## Begin Excerpted passage
Type inference in idris works well if the types of the terms in question are non dependent. The moment you introduce complicated types, type inference suffers, which is expected because even idris cannot break the fundamental nature of logic.
Adding dependent types comes with costs that you will always have to pay, even if you don't use the power of dependent types. If you verify with e.g. program logic in the few real-world cases where formal verification is financially viable, then you only pay the price when you do the verification.
1. Problems with type inference is a problem introduced with polymorphism with implicit type variables and isn't exclusive to dependent types, 'f = show . read' shouldn't compile because of type ambiguity. What is so specific about dependent types in this regard?
1. Dependent types, because they offer 100% certainty in the propositions they express (assuming they're proven) suffer from the same problem all sound verification methods suffer from, and that is fundamental computational complexity costs of verifying something with absolute certainty. I summarized some of them here: https://pron.github.io/posts/correctness-and-complexity (there are some properties that are easy to verify called inductive or compositional properties -- not surprisingly, the properties verified by simple type systems or Rust's borrow checker fall in that category -- but, unfortunately, most correctness properties aren't compositional).
2. Dependent types rely on deductive proofs for verification, and deductive proofs (the "proof theory" part of a logic) are the least scalable verification method as they are least amenable to automation. That's why model checkers (that provide proofs based on the "model theory" of the logic, hence the name model checkers) scale to larger programs/specifications. In addition, deductive proofs are much less forgiving of partial specifications. In other words, the contract (or type, in the case of dependent types) must express every property of the algorithm you rely on (unlike, say, concolic testing). This makes writing specifications very tedious. Unsurprisingly, deductive proofs are the least used formal verification technique in industry, and it's usually used when all other options have failed or to tie together results obtained from model checkers.
Those were the theoretical limitations. Here are the practical ones:
3. Unlike contracts, type systems tie the specification method (types) to the verification method (type-checking, i.e. deductive proofs). This means that everything specified with a dependent type must be deductively proven, or it has to be specified in some other way (i.e. you also need contracts), or else you risk making even your simple types unsound (although I hear some people are working on relaxing that problem, and that's what I mentioned in my previous comment). But properties differ greatly both in the confidence you need as well as the effort they require to achieve that confidence. Contracts give you the freedom to specify your program however you like, and then choose, for each property, which method you'd like to use to verify it -- deductive proofs, model checking, static analysis, concolic tests. randomized tests, manual tests or even inspection, all without risking the soundness of the type system, on which the compiler relies to generate correct machine code. In short: dependent types are inflexible in that they force you to use a particular verification method, and that verification method happens to be the least scalable, most tedious one.
4. Because dependent types are so tied to the program, the program must be written with the specific properties you want to verify in mind. If, after writing the program, you want to prove other properties about it, you'll probably need to rewrite it.
I don't think human programmers have any hope of ever being able to maintain noncompositional program properties for nontrivial programs. A model checker may indeed be able to prove some program property without the programmer having to understand why or how that property holds (in contrast to using dependent types) - but I submit that this is not actually much of an advantage; a human working on the codebase will still need a deductive-proof-like understanding.
## End Excerpted passage
## Begin Supplied data
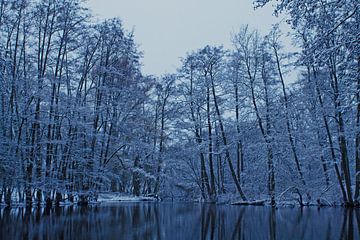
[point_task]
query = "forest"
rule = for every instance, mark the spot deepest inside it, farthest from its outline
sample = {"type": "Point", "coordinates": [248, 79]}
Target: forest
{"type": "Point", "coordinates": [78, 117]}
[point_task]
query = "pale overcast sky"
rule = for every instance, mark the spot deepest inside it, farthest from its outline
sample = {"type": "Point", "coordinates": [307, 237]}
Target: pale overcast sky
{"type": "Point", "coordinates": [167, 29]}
## End Supplied data
## Begin Supplied data
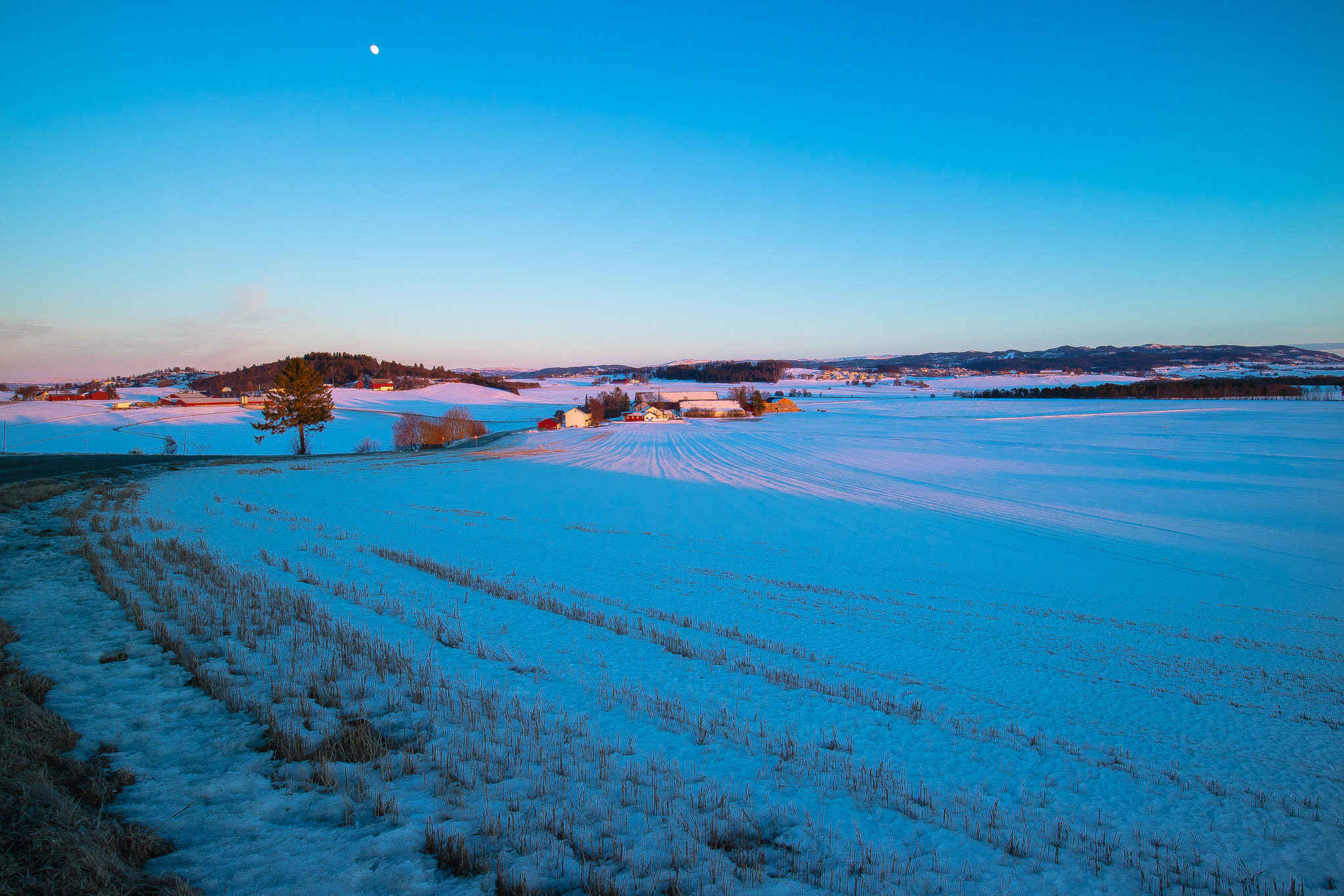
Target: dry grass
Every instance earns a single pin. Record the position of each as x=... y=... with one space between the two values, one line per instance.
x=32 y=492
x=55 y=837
## End Supplied data
§ Problem A
For each statement about the dependent types discussion, answer yes or no depending on whether it agrees with the text, and quote the exact words of the text that decide it.
(i) Model checkers scale to larger programs or specifications than deductive proofs do.
(ii) The properties verified by Rust's borrow checker are not compositional.
(iii) Deductive proofs are the most widely used formal verification technique in industry.
§ Problem B
Continue the dependent types discussion, starting after its final sentence.
The records aren't needed for anything asked here.

§ Reply A
(i) Yes: "That's why model checkers (that provide proofs based on the "model theory" of the logic, hence the name model checkers) scale to larger programs/specifications."
(ii) No: "there are some properties that are easy to verify called inductive or compositional properties -- not surprisingly, the properties verified by simple type systems or Rust's borrow checker fall in that category"
(iii) No: "Unsurprisingly, deductive proofs are the least used formal verification technique in industry"

§ Reply B
> This means that everything specified with a dependent type must be deductively proven, or it has to be specified in some other way (i.e. you also need contracts), or else you risk making even your simple types unsound (although I hear some people are working on relaxing that problem, and that's what I mentioned in my previous comment). But properties differ greatly both in the confidence you need as well as the effort they require to achieve that confidence. Contracts give you the freedom to specify your program however you like, and then choose, for each property, which method you'd like to use to verify it -- deductive proofs, model checking, static analysis, concolic tests.
What practical distinction are you drawing here? Surely with any approach you either have a fully sound proof of a given proposition, or you have a potentially unsound proposition that you've tested at whatever level you feel appropriate. Like, if I have a SortedList type that can produce an assertion that, given n <= m, l[n] <= l[m], either the constructors of SortedList bake that in as a deductive proof, or they unsoundly assert it and I apply some level of static analysis and/or testing to them - how's that any different from what I'd do using any other technique?
> 4. Because dependent types are so tied to the program, the program must be written with the specific properties you want to verify in mind. If, after writing the program, you want to prove other properties about it, you'll probably need to rewrite it.
I'm not entirely convinced that this is any harder than any other approach - you'd have to propagate the new properties you were interested in through the code, sure, which would likely involve changing the types that the relevant points in the program were annotated with. But isn't it much the same process with a detached proof of the program property?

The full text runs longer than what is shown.